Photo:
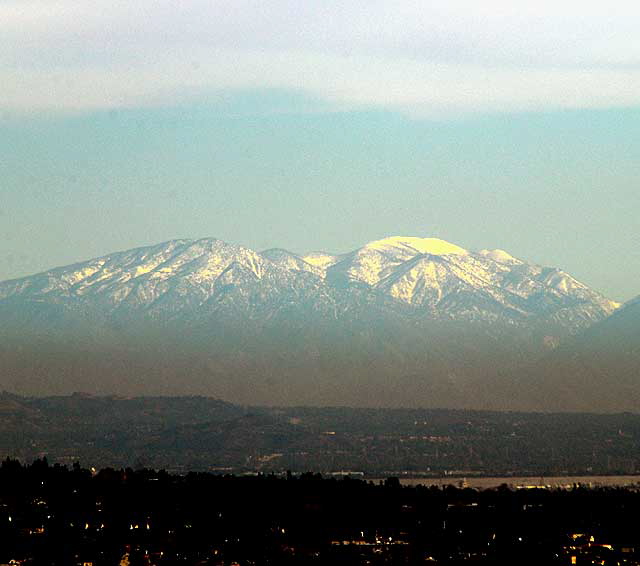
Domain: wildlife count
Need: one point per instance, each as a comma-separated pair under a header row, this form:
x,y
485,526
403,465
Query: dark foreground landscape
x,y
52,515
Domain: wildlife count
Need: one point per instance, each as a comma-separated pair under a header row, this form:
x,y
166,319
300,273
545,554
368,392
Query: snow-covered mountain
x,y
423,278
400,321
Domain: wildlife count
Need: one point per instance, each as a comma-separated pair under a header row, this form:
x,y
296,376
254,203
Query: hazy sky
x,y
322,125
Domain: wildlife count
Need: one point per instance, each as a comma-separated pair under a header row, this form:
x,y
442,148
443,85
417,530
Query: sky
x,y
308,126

# # # #

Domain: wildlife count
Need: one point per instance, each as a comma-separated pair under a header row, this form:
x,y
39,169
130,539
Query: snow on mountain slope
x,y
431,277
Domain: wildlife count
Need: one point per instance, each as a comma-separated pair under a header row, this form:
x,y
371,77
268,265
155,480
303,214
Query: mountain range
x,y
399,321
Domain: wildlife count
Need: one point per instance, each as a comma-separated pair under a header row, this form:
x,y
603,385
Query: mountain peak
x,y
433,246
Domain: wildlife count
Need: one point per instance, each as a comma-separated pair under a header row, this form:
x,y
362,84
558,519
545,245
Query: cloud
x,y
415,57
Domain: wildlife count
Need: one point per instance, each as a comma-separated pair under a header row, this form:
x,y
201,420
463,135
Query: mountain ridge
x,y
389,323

# # # #

TASK DESCRIPTION: How many lines in the records above contain the string "snow"? Case counts. Reply with the number alone.

SOLVED PROBLEM: 2